### INPUT DATA
▬▬▬
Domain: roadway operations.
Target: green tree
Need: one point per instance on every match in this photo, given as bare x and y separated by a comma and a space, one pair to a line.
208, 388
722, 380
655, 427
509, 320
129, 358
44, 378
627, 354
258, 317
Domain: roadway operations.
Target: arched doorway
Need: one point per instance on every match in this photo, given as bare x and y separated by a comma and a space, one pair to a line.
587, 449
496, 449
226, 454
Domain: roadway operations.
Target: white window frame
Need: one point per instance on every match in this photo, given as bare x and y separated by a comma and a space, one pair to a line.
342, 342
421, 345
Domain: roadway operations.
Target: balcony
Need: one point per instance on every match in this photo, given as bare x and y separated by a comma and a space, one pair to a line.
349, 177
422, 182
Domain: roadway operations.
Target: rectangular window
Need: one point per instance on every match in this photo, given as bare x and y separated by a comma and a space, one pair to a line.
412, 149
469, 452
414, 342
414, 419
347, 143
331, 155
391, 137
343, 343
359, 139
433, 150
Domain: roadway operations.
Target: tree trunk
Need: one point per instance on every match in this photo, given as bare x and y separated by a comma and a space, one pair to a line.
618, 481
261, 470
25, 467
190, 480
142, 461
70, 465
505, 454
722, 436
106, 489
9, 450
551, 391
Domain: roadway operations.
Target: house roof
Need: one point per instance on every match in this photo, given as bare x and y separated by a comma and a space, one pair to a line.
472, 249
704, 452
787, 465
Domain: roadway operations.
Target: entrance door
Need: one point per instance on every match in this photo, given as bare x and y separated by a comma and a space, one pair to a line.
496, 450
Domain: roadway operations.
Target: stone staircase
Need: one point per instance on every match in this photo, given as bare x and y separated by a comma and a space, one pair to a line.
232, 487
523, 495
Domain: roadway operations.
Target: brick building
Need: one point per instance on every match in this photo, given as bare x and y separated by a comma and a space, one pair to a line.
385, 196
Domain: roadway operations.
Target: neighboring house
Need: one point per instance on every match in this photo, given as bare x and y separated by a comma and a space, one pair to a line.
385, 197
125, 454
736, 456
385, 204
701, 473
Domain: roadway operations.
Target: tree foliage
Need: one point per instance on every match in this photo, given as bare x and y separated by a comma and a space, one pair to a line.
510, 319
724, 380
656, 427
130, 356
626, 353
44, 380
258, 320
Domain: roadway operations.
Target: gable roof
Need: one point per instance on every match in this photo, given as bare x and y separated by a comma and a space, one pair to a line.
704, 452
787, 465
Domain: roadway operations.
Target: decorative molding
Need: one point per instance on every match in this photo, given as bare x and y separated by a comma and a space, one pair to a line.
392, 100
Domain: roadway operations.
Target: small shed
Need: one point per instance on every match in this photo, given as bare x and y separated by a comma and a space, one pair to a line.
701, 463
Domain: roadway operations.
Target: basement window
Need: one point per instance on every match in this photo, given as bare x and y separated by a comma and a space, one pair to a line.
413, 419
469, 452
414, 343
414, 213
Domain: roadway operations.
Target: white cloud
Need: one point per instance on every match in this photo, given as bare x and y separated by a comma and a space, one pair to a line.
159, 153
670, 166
▬▬▬
### TASK DESCRIPTION
Precisely reproduce the lines of the entries, beginning at the first and ending at the one containing "Target: white window frame". Add nothing.

### RESPONSE TO THE TASK
Domain: roadway operations.
Target: green tree
Need: one point per instance on every match in this photo, given as bare x and y separated by a comma and a space, one pair to a line.
208, 388
722, 380
655, 427
509, 320
129, 358
44, 378
627, 354
258, 317
Domain: roadway operations.
Target: arched doorway
Need: one point per instance on every match in this photo, given as bare x and y separated by a comma and a space, one pair to a line.
587, 449
496, 449
226, 454
Domain: roadway operations.
Target: white window frame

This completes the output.